Set Latihan ::
(a) Berdasarkan bacaan di bawah, berapa dana yang konon dihabiskan Brazil untuk mempersiapkan Piala Konfederasi 2013, Piala Dunia 2014, dan Olimpiade 2016?
(b) Tuliskan semua turnamen olahraga yang disebut bersama tahunnya dalam bacaan di bawah.

Bacaan ::
Belajar Penyelenggaraan Piala Konfederasi di Negeri Samba

Saat ini, di Brazil sedang ada kejuaraan Piala Konfederasi 2013. Selain mempertemukan juara-juara sepakbola antar konfederasi, turnamen ini juga memiliki arti penting untuk FIFA yakni sejauh mana kesiapan Brazil dalam menjadi tuan rumah Piala Dunia 2014. Alih-alih menjadi turnamen kelas dunia, Piala Konfederasi ini malah menimbulkan berbagai masalah, terutama dari segi sosial ekonomi.

Brazil merupakan negeri yang memiliki sejarah hebat di dunia sepakbola. Negeri ini adalah yang paling banyak menjuarai Piala Dunia. Nah, karena kultur sepakbolanya yang kuat inilah, banyak pihak merasa antusias Piala Dunia digelar di Brazil.

Namun ternyata, semua tidak berjalan sesuai rencana. Brazil mengalami kendala dalam penyelenggaraan Piala Konfederasi ini, dan bahkan mungkin Piala Dunia tahun depan. Sebagai negara berkembang, Brazil dianggap kurang siap dalam menyelenggarakan turnamen kelas dunia. Apalagi saat ini Brazil memiliki masalah ekonomi. Perhelatan Piala Konfederasi dan nantinya Piala Dunia, tentu saja membutuhkan dana yang teramat besar. Masalah pertama timbul saat beberapa warganya melakukan unjuk rasa dan protes karena dana yang sebetulnya dapat digunakan untuk menyejahterakan masyarakat justru digunakan untuk mempersiapkan turnamen besar ini. Wajar saja, karena konon, Brazil menghabiskan dana sekitar 26 juta euro untuk mempersiapkan Piala Konfederasi 2013, Piala Dunia 2014, dan Olimpiade 2016.

Imbas dari carut marutnya perekonomian Brazil yang sebenarnya secara finansial kurang kuat dalam menyelenggarakan turnamen kelas dunia ini, menimbulkan dampak yakni harga-harga barang menjadi naik selama penyelenggaraan Piala Konfederasi bulan ini, dan itulah yang banyak diprotes pengunjuk rasa. 

Belum lagi masalah keamanan juga menjadi sorotan saat turnamen Piala Konfederasi berlangsung. Tim nasional Spanyol kehilangan uang ribuan euro yang dicuri dari hotel tempat mereka menginap saat mereka tengah bertanding melawan Uruguay di laga pertama Piala Konfederasi 2013, bahkan istri dari kiper tuan rumah Brazil, Julio Cesar juga sempat ditodong dengan menggunakan senjata api.

Cuplikan Data ::
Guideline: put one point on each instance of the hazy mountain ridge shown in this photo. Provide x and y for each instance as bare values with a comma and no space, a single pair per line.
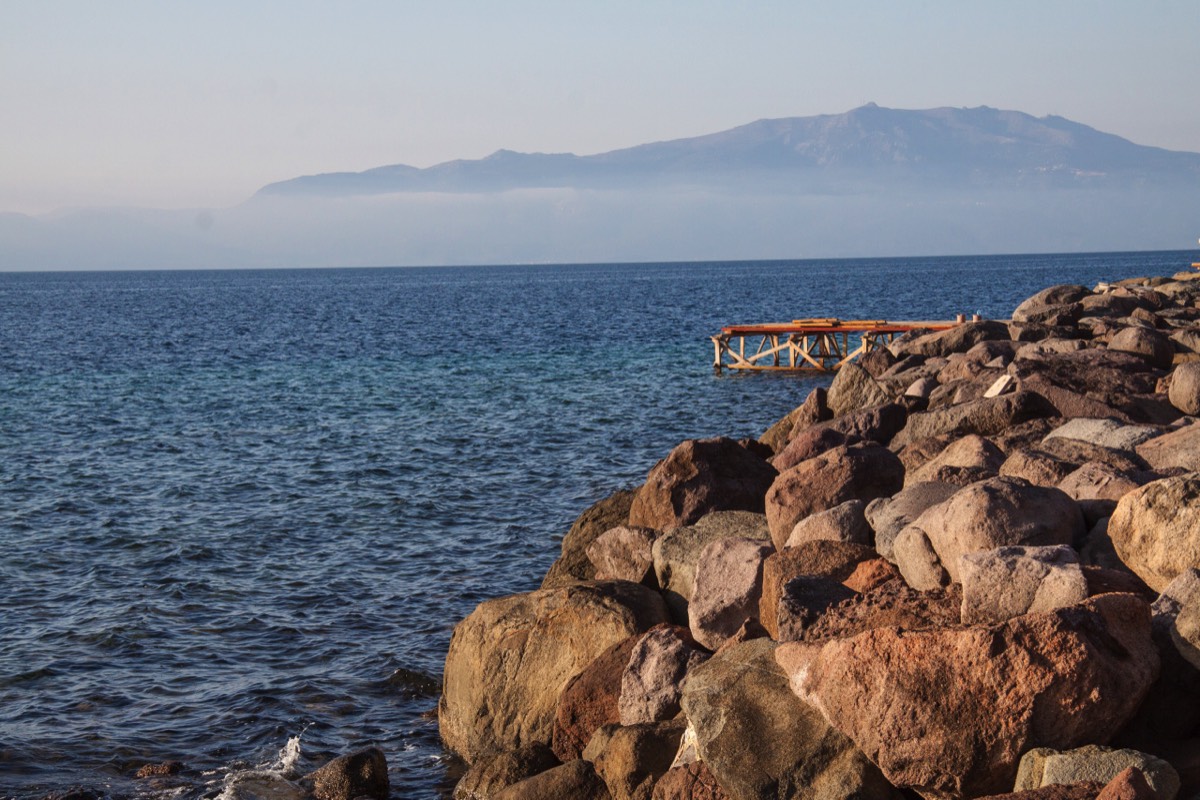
870,145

Jawaban Tertulis ::
(a) Sekitar 26 juta euro.

(b)
- Piala Konfederasi 2013
- Piala Dunia 2014
- Olimpiade 2016